(Saved items from a collection)
[START]

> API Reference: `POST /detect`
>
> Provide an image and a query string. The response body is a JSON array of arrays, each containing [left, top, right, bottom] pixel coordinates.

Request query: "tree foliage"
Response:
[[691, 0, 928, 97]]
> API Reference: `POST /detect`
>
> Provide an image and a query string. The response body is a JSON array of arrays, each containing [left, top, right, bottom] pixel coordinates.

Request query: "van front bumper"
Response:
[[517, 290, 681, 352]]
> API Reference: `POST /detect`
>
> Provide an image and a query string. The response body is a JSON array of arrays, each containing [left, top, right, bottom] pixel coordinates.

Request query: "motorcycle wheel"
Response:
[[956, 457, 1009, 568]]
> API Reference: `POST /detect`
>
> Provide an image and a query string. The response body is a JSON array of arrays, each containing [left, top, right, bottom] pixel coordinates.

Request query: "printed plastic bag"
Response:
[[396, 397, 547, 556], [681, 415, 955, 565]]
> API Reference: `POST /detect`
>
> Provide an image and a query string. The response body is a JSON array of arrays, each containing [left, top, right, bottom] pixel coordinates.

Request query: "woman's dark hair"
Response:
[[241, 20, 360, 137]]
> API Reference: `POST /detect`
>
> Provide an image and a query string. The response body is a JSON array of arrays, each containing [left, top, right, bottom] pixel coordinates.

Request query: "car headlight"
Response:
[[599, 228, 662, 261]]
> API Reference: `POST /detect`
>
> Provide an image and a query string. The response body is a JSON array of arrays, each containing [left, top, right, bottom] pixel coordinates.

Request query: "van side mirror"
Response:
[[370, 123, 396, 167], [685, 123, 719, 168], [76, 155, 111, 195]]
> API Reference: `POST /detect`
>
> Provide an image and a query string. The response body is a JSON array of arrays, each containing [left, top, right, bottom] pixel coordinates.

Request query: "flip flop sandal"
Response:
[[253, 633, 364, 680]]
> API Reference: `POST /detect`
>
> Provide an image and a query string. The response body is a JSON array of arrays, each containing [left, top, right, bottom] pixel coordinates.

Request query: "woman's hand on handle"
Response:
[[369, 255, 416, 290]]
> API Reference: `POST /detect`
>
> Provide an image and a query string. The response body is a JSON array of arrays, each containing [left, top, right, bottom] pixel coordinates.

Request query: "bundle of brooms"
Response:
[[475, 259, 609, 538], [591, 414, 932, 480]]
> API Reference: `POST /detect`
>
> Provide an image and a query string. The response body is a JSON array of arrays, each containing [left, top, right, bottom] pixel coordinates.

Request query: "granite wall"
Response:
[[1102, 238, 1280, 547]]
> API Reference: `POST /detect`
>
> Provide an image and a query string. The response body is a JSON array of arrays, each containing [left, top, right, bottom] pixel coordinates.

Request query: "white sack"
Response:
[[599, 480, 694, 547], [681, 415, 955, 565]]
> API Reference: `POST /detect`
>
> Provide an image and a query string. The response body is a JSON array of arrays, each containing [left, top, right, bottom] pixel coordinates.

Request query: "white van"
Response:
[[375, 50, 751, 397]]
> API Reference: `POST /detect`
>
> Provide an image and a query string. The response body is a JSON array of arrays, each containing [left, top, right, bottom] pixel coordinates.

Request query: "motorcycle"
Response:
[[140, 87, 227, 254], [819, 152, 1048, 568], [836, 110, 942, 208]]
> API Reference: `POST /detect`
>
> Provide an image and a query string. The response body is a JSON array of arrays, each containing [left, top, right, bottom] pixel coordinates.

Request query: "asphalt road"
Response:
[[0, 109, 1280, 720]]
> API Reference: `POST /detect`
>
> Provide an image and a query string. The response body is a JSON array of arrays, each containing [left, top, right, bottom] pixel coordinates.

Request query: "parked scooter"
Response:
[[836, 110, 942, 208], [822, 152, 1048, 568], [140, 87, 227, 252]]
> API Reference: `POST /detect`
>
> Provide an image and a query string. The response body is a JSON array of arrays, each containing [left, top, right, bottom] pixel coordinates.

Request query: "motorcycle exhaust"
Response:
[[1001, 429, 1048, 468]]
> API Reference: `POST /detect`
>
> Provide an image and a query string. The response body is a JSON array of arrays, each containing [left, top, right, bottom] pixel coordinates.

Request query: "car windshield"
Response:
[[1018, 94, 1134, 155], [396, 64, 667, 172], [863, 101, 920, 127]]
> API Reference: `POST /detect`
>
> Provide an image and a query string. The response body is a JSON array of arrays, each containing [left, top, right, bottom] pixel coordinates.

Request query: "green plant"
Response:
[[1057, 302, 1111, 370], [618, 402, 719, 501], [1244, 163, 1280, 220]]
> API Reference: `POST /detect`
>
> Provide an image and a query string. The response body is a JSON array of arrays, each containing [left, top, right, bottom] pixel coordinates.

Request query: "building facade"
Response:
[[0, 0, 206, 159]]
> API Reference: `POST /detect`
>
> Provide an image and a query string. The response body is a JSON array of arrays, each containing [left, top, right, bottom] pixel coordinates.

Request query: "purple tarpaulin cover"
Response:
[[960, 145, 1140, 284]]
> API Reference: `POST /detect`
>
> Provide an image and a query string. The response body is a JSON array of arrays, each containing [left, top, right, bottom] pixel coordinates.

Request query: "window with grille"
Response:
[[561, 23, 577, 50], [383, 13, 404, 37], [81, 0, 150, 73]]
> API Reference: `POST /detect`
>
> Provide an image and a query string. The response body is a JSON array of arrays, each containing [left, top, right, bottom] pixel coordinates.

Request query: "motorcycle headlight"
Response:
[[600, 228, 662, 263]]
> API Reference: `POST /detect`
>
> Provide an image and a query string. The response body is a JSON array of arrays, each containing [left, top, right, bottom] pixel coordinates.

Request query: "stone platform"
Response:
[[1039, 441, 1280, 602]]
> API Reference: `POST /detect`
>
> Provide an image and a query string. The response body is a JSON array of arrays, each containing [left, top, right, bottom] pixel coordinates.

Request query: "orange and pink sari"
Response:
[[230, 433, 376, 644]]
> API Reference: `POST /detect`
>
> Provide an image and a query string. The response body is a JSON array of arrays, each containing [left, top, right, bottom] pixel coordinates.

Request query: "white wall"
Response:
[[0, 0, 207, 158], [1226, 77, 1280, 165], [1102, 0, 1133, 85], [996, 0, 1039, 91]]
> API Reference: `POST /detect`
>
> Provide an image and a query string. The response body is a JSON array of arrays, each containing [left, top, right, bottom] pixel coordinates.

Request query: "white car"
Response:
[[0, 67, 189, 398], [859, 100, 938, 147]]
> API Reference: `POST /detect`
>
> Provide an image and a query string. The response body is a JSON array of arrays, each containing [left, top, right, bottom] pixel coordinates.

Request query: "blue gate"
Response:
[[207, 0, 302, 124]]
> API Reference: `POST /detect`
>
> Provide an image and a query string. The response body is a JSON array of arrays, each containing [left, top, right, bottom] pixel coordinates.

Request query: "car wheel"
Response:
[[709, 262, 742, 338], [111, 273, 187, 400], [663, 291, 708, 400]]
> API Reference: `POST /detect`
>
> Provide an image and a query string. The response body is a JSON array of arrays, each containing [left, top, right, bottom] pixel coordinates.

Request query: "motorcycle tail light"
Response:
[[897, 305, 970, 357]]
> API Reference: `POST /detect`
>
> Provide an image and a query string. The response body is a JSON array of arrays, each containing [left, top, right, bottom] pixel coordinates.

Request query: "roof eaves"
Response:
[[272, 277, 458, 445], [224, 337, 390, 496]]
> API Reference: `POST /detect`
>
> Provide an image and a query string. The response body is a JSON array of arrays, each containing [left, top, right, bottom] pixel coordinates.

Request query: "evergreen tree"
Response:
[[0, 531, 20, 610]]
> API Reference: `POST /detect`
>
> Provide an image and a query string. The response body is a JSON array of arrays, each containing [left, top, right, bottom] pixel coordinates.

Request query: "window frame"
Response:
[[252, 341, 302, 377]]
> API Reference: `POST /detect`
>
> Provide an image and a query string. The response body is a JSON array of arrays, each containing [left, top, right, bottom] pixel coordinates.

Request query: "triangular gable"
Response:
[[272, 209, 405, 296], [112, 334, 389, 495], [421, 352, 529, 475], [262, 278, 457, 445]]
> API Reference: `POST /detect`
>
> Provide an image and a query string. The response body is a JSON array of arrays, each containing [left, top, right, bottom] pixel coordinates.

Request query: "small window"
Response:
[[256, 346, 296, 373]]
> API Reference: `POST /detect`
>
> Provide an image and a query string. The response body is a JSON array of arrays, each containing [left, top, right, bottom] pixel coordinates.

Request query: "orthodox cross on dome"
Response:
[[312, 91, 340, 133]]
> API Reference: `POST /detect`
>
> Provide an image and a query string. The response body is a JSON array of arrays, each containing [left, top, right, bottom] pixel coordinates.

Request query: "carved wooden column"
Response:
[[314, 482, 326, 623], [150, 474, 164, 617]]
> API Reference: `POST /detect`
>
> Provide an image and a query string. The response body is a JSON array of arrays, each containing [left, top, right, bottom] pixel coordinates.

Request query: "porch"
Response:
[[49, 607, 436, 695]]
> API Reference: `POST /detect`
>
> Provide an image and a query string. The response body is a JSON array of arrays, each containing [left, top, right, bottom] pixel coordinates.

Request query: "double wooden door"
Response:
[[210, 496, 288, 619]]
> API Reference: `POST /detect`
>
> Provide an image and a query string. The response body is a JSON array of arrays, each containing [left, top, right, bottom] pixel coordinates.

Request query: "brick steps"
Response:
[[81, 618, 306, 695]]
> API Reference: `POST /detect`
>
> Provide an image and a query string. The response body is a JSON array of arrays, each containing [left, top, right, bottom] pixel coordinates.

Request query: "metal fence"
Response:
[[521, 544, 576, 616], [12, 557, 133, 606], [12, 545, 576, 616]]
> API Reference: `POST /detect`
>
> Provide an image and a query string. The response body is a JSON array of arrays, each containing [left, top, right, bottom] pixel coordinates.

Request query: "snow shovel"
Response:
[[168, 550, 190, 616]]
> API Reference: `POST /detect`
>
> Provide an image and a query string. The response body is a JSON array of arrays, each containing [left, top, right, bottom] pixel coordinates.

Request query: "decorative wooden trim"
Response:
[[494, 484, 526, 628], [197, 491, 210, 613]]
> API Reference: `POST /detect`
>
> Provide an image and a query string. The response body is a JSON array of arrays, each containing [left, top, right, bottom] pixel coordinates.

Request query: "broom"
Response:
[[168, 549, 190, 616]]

[END]

_DO THIS_
Write out all the lines again, from the very first one down to the line containing "[[396, 397, 547, 556], [681, 415, 955, 565]]", keeping both of those lines and all the wording. Multiply every box coordinate by 2.5 and round each result to a whole number, with halves going up.

_EXERCISE RESPONSE_
> API Reference: `POST /detect`
>
> Provide an image and a query string. The response body is a JSON array of arrays, each containing [left, top, right, bottom] pixel coordinates.

Request query: "tree foliage"
Response:
[[1728, 0, 2320, 243]]
> API Reference: `POST /detect`
>
> Provide an image and a query string. The response body is a JSON array of arrays, each containing [left, top, right, bottom] pixel coordinates.

Request query: "van front bumper"
Response:
[[1293, 725, 1703, 880]]
> API Reference: `POST /detect`
>
> Provide an image and a query string. The response body is a JSON array of arrays, each containing [left, top, right, bottom] pixel coordinates.

Request query: "motorcycle wheel"
Response:
[[2390, 1143, 2523, 1420]]
> API Reference: `POST /detect`
>
> Provide an image and a query string. The response body is a JSON array of arrays, each containing [left, top, right, bottom] pixel coordinates.

Request query: "printed plastic bag"
Response:
[[990, 993, 1368, 1390], [1703, 1038, 2388, 1413]]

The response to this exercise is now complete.